# SOURCE PASSAGE:
::::
Studies reveal that talcum powder could cause cancer
Last Updated on October 20, 2016 by
Studies reveal that talcum powder could cause cancer
Johnson & Johnson have been sued after a woman in America died from ovarian cancer, caused by using their baby talcum powder and ‘shower to shower’ products.
Johnson & Johnson are expected to launch an appeal, although this case is one of many others currently being brought against them by American consumers.
But can talcum powder actually cause cancer?
Well, new studies reveal that talcum powder could cause cancer, although experts seem to be divided on whether or not this is true.
When talcum powder was first introduced many years ago, is was discovered that some talcs contained traces of asbestos. So back in the 1970’s manufacturer’s stopped using the mineral talc and switched to corn starch.
This is what is used to make Johnson & Johnson’s Baby Powder and other versions of talcum powder.
Although it is considered to be perfectly safe, some studies conducted suggest it could actually cause ovarian cancer if women use it on their delicate genital area.
::::
# DATASET EXCERPTS:
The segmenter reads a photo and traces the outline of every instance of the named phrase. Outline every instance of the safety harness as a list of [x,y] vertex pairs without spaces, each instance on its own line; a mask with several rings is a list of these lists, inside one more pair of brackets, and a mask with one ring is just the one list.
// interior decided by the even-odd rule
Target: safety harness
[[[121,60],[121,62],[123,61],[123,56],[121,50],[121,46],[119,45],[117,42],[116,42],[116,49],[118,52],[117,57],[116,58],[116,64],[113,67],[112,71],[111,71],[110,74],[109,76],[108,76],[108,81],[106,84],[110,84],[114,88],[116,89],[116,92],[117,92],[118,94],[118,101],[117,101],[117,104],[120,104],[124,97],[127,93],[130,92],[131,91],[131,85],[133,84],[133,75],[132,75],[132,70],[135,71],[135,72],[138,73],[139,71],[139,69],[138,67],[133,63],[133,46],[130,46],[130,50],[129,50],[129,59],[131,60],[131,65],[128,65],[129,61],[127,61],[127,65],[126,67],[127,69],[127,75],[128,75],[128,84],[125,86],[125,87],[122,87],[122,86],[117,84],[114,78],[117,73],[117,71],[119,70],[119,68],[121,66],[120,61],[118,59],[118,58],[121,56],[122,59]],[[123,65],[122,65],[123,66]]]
::::
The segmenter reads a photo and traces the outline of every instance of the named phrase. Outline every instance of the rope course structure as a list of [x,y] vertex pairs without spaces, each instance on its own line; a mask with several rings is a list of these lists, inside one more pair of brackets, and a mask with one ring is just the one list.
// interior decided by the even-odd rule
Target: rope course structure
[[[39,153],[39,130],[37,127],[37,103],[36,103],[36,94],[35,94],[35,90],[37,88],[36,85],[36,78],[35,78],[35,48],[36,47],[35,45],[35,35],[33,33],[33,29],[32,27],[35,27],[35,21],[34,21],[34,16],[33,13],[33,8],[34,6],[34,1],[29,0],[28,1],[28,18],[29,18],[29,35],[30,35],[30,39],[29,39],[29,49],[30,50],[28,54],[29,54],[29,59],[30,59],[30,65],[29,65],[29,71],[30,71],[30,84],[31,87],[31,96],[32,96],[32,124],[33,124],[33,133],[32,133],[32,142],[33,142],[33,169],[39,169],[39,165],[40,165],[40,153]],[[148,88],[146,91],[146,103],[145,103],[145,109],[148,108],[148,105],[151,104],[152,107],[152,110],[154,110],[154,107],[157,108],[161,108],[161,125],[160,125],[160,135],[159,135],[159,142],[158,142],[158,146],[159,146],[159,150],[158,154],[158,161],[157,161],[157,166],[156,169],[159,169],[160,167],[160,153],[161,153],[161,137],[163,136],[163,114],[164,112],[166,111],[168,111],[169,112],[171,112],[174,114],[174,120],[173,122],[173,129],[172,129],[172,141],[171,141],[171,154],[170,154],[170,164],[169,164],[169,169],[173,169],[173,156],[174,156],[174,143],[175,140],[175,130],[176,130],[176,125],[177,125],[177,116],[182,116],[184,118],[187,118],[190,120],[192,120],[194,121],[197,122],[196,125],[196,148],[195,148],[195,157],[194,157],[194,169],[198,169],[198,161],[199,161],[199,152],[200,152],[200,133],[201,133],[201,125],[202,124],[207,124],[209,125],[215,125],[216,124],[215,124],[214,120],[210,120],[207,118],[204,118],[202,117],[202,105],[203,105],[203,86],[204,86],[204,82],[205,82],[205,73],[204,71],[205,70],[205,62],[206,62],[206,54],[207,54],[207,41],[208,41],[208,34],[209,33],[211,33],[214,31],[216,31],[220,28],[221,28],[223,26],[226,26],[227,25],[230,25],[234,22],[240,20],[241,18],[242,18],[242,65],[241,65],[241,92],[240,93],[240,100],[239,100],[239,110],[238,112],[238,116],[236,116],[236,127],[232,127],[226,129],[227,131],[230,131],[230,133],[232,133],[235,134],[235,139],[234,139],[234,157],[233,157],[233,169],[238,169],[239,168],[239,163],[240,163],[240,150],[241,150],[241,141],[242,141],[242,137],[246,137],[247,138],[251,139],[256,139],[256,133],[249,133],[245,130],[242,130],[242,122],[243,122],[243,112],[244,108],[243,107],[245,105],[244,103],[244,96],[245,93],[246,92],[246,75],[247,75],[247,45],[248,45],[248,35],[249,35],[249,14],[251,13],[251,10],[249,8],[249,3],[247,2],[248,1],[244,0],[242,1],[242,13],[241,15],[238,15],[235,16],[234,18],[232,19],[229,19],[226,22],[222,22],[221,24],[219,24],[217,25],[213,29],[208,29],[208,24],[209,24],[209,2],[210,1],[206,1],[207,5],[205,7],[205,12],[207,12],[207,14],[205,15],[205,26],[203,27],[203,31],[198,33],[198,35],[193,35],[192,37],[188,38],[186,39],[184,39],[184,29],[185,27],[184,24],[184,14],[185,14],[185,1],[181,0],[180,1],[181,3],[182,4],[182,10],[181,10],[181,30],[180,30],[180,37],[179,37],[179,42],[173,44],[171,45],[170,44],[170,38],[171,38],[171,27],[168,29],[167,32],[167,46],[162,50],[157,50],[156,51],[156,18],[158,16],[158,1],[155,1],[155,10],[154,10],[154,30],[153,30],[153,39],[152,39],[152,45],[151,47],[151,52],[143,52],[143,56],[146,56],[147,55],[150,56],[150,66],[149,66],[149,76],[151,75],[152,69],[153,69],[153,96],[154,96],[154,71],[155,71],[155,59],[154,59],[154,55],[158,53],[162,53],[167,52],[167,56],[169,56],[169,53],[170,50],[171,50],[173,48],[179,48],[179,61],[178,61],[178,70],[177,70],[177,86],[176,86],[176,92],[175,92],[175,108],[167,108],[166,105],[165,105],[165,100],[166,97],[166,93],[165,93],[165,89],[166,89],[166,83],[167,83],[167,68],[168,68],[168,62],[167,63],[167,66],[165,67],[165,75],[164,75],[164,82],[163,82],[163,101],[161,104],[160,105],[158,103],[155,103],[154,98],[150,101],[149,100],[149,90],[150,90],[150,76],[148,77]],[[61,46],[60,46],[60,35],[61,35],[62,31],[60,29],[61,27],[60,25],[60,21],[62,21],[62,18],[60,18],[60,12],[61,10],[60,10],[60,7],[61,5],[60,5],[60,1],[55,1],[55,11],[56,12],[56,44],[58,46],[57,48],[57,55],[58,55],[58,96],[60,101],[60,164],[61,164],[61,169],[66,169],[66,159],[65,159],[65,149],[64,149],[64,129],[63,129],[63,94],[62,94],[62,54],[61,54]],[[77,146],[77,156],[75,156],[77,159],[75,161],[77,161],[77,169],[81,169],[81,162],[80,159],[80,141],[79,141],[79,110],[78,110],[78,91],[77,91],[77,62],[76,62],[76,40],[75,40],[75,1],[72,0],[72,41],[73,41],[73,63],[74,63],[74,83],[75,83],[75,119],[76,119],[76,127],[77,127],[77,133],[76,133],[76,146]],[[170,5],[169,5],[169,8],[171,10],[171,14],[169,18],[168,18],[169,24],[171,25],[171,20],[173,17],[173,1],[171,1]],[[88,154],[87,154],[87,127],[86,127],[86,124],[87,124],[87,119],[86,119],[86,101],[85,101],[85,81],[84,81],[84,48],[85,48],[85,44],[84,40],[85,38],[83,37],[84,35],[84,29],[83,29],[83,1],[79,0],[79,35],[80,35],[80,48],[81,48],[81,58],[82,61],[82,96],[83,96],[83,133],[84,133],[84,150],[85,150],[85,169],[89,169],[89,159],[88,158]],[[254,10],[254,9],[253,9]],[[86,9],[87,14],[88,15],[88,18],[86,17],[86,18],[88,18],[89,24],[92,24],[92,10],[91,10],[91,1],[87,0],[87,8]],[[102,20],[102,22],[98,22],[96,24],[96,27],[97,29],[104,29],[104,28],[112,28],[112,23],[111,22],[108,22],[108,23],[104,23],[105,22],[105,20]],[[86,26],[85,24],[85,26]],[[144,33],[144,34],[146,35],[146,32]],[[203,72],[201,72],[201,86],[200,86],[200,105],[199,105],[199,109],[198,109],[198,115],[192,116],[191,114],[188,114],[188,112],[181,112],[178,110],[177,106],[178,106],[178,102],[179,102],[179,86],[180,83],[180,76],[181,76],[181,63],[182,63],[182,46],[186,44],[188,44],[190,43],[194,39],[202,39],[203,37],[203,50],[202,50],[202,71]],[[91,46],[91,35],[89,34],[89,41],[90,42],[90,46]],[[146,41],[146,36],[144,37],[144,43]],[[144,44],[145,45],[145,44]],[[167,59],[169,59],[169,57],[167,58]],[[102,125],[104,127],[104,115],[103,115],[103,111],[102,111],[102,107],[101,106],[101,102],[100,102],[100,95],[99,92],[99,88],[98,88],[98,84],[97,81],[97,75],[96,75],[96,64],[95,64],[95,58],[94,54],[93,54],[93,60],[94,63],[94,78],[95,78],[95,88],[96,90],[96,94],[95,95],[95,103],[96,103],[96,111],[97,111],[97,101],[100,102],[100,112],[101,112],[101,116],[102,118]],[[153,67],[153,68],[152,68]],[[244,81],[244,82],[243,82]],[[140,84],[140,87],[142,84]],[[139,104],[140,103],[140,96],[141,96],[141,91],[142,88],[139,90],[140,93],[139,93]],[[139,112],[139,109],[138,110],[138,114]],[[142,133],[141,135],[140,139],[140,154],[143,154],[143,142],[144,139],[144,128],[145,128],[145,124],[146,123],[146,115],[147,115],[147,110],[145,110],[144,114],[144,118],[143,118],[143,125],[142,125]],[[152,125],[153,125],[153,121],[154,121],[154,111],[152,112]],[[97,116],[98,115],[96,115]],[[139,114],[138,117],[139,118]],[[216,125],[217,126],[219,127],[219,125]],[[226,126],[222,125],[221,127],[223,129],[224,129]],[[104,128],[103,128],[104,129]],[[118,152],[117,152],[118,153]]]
::::
# PROBLEMS TO SOLVE:
(a) Transcribe the talcum powder article from "When talcum powder" through "delicate genital area.", word for word.
(b) Render this sentence from the talcum powder article in Spanish: "Well, new studies reveal that talcum powder could cause cancer, although experts seem to be divided on whether or not this is true."
The entries have nothing to do with the talcum powder article.

# REPLIES:
(a)
When talcum powder was first introduced many years ago, is was discovered that some talcs contained traces of asbestos. So back in the 1970’s manufacturer’s stopped using the mineral talc and switched to corn starch.
This is what is used to make Johnson & Johnson’s Baby Powder and other versions of talcum powder.
Although it is considered to be perfectly safe, some studies conducted suggest it could actually cause ovarian cancer if women use it on their delicate genital area.

(b) Pues bien, nuevos estudios revelan que el talco podría causar cáncer, aunque los expertos parecen estar divididos sobre si esto es cierto o no.